Challenge: In the review below, replace "marketing copy" with "promotional blurb" and write out the passage that begins at "Based on the" and ends after "kernel of fantasy.".
#### Quoted text
Based on the marketing copy on the back cover of Nicholas Herring’s debut novel, readers might expect a story like Michael Crummey’s Galore : a lush, disconcerting, and disorienting narrative of magic realism with a distinctly Atlantic Canadian flavour (of the early Newfoundland cod fishery in Crummey’s case, and of the contemporary Prince Edward Island lobster fishery in Herring’s). But Some Hellish is nothing of the sort. It is a work of immediate, tactile realism, wrapped around a single hard kernel of fantasy.
The central event of the novel — the inexplicable survival of a middle-aged lobster fisher, lost overboard while out of his mind on LSD and rescued hale and hearty after eight days — is bookended by convincing depictions of life in a small fishing community. From the stench of diesel fumes belching out of a Cummins engine, to the whine of an angle grinder scouring barnacles off a fibreglass hull, to the raw hands and stiff backs and endless hours spent mending gear and baiting traps, this novel is rank with the salt-and-old-bait authenticity of the typical Maritime wharf.
########
#### Extracted records
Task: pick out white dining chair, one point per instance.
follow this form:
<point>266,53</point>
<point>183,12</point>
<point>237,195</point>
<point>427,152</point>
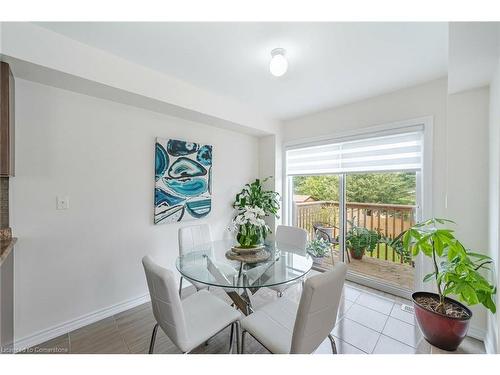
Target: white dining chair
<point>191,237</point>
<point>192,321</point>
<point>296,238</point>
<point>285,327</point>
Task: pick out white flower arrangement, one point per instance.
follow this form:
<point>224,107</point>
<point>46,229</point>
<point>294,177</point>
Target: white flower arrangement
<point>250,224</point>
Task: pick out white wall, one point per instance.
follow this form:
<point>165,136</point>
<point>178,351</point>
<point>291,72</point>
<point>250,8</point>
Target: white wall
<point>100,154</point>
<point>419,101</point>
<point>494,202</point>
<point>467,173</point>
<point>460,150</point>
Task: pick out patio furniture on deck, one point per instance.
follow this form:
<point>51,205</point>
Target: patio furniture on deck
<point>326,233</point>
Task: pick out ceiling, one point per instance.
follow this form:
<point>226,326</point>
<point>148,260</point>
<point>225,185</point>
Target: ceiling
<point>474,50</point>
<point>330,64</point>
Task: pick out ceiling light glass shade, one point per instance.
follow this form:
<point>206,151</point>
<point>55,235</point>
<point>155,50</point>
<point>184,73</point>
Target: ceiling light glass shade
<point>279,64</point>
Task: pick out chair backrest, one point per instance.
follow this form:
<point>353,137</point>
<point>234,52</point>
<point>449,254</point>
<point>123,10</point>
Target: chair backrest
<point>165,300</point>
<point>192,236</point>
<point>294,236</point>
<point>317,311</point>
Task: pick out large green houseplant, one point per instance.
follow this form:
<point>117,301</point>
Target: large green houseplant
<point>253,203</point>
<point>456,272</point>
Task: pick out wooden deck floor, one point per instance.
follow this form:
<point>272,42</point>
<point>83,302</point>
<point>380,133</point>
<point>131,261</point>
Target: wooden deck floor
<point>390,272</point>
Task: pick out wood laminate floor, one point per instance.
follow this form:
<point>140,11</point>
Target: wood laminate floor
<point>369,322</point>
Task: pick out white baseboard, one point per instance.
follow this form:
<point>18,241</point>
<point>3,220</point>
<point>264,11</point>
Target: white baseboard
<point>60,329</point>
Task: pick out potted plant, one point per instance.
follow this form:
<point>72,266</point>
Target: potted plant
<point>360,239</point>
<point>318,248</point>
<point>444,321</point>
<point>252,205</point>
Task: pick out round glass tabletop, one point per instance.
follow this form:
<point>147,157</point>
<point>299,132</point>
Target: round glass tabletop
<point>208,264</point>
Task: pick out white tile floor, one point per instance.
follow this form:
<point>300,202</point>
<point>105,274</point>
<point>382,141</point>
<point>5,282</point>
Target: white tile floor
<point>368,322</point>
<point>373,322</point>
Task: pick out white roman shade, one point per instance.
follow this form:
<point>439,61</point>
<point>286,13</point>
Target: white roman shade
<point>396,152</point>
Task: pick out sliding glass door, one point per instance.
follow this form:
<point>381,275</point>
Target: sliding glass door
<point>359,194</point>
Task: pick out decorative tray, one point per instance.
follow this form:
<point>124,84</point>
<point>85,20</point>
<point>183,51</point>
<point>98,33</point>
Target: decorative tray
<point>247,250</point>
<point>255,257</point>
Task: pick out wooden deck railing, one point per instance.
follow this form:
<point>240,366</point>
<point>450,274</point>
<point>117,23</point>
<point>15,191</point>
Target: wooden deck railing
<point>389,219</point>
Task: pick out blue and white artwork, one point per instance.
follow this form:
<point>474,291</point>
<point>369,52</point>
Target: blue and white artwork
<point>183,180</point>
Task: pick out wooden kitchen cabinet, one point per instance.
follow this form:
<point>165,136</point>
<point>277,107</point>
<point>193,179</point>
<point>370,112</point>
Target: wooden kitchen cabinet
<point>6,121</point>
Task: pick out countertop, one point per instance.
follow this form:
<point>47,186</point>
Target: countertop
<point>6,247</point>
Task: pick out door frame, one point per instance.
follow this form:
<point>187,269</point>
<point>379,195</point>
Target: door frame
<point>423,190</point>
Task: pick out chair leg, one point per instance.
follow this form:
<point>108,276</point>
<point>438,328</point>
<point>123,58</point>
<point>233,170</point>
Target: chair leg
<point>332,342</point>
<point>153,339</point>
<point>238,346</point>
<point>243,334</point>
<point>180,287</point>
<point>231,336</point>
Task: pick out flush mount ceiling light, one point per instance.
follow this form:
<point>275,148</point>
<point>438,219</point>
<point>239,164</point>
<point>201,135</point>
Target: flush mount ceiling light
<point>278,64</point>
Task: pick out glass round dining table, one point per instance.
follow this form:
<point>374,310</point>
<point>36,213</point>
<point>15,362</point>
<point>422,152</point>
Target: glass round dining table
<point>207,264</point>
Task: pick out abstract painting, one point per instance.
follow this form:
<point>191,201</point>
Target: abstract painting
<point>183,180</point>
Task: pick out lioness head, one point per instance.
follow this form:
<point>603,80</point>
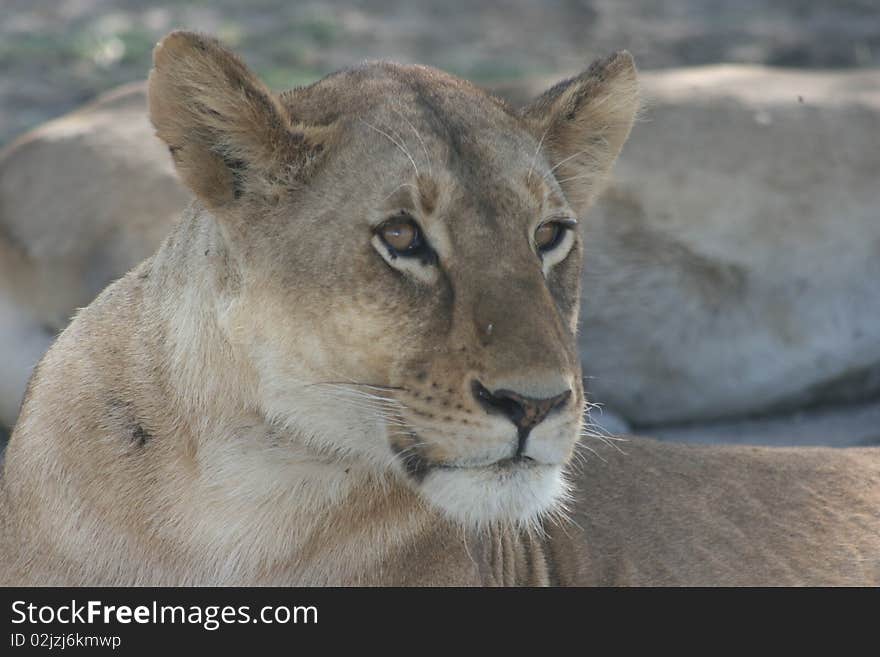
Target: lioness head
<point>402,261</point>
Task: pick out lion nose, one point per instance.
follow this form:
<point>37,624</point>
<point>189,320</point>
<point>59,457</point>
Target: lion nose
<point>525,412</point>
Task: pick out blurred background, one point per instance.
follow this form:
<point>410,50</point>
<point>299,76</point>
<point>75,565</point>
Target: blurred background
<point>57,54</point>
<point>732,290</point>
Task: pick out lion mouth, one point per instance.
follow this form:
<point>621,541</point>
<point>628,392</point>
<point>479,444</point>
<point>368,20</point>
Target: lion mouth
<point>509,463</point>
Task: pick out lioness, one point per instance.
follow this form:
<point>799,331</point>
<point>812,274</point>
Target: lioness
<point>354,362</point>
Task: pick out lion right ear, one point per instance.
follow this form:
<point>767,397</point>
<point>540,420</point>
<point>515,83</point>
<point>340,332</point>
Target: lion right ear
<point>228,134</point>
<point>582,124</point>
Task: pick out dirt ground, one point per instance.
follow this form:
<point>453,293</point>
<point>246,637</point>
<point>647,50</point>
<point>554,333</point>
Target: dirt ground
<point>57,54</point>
########
Correct answer:
Based on the promotional blurb on the back cover of Nicholas Herring’s debut novel, readers might expect a story like Michael Crummey’s Galore : a lush, disconcerting, and disorienting narrative of magic realism with a distinctly Atlantic Canadian flavour (of the early Newfoundland cod fishery in Crummey’s case, and of the contemporary Prince Edward Island lobster fishery in Herring’s). But Some Hellish is nothing of the sort. It is a work of immediate, tactile realism, wrapped around a single hard kernel of fantasy.